Brano proposto –
----------
Il Carnevale, si sa, è la versione cattolica dei saturnalia romani e delle più antiche festività greche in onore di Dioniso. Si trattava di un momento in cui le leggi normali del pudore, delle gerarchie e dell’ordine sociale venivano completamente rovesciate, sbeffeggiate e messe a soqquadro. Questo era possibile proprio perché accadeva all’interno di un preciso periodo, ben delimitato e codificato: e, nonostante i millenni trascorsi e la secolarizzazione di questa festa, il Carnevale mantiene ancora in parte questo senso di liberatoria follia.
Ma a Lula, in Sardegna, ogni anno si celebra un Carnevale del tutto particolare, molto distante dalle colorate (e commerciali) mascherate cittadine. Si tratta di un rituale allegorico antichissimo, giunto inalterato fino ai giorni nostri grazie alla tenacia degli abitanti di questo paesino nel salvaguardare le proprie tradizioni. È un Carnevale che non rinnega i lati più oscuri ed apertamente pagani che stanno all’origine di questa festa, incentrato com’è sul sacrificio e sulla crudeltà.
Il protagonista del Carnevale lulese è chiamato su Battileddu (o Batiledhu), la “vittima”, che incarna forse proprio Dioniso stesso – dio della natura selvaggia, forza vitale primordiale e incontrollabile. L’uomo che lo interpreta è acconciato in maniera terribile: vestito di pelli di montone, ha il volto coperto di nera fuliggine e il muso sporco di sangue. Sulla sua testa, coperta da un fazzoletto nero da donna, è fissato un mostruoso copricapo cornuto, ulteriormente adornato da uno stomaco di capra.
Le pelli, le corna e il viso imbrattato di cenere e sangue sarebbero già abbastanza spaventosi: come non bastasse, su Battileddu porta al collo dei rumorosi campanacci (marrazzos) mentre sotto di essi, sulla pancia, penzola un grosso stomaco di bue che è stato riempito di sangue ed acqua.
----------
Esercizio scritto – Trascriva fedelmente il passo del brano sul Carnevale di Lula che comincia con «Il protagonista del» e prosegue fino a «sangue ed acqua.».

Dati presentati –
----------
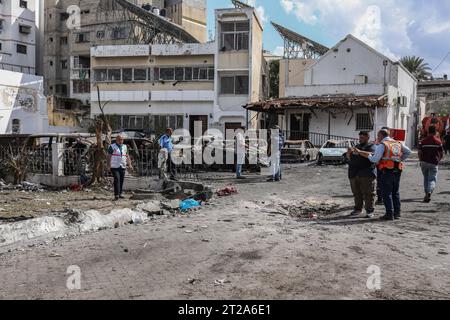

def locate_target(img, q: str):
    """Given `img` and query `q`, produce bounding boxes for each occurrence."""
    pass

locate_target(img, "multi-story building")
----------
Soluzione –
Il protagonista del Carnevale lulese è chiamato su Battileddu (o Batiledhu), la “vittima”, che incarna forse proprio Dioniso stesso – dio della natura selvaggia, forza vitale primordiale e incontrollabile. L’uomo che lo interpreta è acconciato in maniera terribile: vestito di pelli di montone, ha il volto coperto di nera fuliggine e il muso sporco di sangue. Sulla sua testa, coperta da un fazzoletto nero da donna, è fissato un mostruoso copricapo cornuto, ulteriormente adornato da uno stomaco di capra.
Le pelli, le corna e il viso imbrattato di cenere e sangue sarebbero già abbastanza spaventosi: come non bastasse, su Battileddu porta al collo dei rumorosi campanacci (marrazzos) mentre sotto di essi, sulla pancia, penzola un grosso stomaco di bue che è stato riempito di sangue ed acqua.